* [TO BE DONE] Copy every line from the one containing "Species-survey task: indicate the blurred" through the last line of the records below, both included, and nothing else.

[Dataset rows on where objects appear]

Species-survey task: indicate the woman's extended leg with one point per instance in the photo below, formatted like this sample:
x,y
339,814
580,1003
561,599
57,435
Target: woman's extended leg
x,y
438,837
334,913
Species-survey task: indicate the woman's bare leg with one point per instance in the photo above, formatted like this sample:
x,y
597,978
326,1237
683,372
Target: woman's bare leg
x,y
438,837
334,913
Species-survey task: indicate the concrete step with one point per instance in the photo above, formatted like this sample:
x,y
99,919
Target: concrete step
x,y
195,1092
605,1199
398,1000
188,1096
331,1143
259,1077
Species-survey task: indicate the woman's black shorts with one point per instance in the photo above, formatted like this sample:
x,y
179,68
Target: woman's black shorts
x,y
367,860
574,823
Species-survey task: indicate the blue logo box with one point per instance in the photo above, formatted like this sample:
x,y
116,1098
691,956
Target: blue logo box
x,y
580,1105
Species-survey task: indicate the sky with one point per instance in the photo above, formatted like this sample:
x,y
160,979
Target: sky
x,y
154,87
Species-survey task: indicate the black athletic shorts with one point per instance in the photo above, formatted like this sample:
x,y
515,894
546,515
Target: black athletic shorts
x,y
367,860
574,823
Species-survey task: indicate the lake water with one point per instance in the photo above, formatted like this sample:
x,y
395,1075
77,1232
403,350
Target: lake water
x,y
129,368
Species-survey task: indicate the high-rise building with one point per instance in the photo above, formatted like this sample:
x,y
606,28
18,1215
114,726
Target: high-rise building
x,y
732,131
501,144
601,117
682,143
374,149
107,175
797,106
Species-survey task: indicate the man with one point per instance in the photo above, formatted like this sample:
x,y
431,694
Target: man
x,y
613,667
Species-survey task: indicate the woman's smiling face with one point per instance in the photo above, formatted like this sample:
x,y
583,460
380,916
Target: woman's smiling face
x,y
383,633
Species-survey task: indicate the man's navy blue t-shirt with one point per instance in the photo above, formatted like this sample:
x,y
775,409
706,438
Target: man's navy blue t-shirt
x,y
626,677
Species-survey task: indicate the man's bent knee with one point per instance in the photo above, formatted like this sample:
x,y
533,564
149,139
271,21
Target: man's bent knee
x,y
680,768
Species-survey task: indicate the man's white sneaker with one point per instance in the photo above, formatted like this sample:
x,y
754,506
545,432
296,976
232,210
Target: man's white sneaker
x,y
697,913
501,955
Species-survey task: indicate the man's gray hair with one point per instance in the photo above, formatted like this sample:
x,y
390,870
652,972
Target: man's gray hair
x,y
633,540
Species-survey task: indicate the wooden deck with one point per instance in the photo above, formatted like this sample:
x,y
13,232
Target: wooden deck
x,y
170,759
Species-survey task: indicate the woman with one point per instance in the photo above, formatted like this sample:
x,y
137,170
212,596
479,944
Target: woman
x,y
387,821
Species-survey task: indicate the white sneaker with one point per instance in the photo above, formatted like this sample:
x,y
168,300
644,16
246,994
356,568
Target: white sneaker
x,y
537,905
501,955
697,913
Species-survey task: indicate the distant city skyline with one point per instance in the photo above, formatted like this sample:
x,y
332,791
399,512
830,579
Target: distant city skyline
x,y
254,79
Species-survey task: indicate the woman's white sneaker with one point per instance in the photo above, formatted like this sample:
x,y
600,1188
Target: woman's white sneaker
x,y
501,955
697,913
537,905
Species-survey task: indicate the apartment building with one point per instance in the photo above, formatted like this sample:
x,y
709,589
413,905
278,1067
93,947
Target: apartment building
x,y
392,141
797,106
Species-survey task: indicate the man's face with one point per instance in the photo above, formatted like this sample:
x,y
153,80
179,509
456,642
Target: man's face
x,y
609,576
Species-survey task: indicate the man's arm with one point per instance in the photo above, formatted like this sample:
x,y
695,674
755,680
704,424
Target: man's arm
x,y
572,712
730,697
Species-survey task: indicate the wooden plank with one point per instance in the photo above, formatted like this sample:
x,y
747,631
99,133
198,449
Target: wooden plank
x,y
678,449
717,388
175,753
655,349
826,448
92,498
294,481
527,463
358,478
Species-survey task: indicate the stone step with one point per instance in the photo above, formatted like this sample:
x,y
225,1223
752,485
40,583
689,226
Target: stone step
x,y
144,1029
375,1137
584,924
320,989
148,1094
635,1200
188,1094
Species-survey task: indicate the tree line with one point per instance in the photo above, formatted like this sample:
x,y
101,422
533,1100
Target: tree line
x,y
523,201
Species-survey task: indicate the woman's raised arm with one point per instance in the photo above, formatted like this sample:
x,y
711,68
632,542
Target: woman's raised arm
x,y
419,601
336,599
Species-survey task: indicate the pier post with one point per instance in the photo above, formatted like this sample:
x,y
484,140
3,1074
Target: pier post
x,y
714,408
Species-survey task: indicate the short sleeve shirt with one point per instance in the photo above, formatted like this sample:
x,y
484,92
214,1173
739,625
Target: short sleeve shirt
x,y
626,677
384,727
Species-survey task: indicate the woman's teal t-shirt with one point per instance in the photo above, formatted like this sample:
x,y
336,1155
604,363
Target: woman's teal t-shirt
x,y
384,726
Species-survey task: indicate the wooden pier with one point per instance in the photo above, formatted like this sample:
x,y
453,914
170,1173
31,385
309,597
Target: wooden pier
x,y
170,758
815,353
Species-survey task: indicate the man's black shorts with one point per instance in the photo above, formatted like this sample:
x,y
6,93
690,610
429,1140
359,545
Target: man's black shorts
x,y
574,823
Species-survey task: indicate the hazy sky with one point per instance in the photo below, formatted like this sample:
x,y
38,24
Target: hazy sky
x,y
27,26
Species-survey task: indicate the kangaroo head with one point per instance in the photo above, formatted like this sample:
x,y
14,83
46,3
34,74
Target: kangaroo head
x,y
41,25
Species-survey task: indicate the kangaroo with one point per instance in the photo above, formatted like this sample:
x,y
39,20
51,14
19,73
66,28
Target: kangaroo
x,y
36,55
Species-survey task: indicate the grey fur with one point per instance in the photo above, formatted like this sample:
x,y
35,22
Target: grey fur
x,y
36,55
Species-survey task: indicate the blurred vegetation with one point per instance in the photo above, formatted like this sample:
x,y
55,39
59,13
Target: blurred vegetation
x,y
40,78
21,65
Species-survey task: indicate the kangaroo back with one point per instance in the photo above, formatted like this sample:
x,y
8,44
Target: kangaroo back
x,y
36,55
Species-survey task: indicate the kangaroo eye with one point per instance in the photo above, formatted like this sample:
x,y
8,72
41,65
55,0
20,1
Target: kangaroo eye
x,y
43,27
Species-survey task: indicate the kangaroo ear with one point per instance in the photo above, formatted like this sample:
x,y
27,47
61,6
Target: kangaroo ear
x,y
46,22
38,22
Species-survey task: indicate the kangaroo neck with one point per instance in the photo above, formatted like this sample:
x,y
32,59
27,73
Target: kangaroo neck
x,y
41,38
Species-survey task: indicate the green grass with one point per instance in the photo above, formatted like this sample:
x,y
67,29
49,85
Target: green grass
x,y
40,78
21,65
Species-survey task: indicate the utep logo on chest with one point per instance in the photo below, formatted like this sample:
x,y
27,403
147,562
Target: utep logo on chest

* [FULL ANSWER]
Species-survey task: indicate the blurred vegetation with one point per instance in the photo above, formatted like this sample:
x,y
55,39
59,13
Target: blurred vegetation
x,y
40,78
21,65
Species-survey task: indicate the kangaroo back with one point per instance in the photo above, formatted like this sample:
x,y
8,44
Target: kangaroo back
x,y
36,55
Species-survey task: indicate the kangaroo eye with one point per instance in the photo above, formatted like this sample:
x,y
8,72
41,65
55,0
20,1
Target: kangaroo eye
x,y
43,27
Species-survey task: indicate the kangaroo ear with one point per instance in the photo above, formatted like this sample:
x,y
27,47
61,6
Target: kangaroo ear
x,y
46,22
38,22
Species-survey task: indicate the kangaroo neck with one point per instance in the photo above, formatted like this sample:
x,y
32,59
27,73
Target: kangaroo neck
x,y
41,38
Species-survey task: indicate the green grass with one point per instance in the photo above, formatted like this sample:
x,y
67,29
49,85
Target: green grass
x,y
40,78
21,65
Species-survey task: indicate the utep logo on chest with one point per instance in the photo below, formatted like this sample:
x,y
27,403
147,562
Target: utep logo on chest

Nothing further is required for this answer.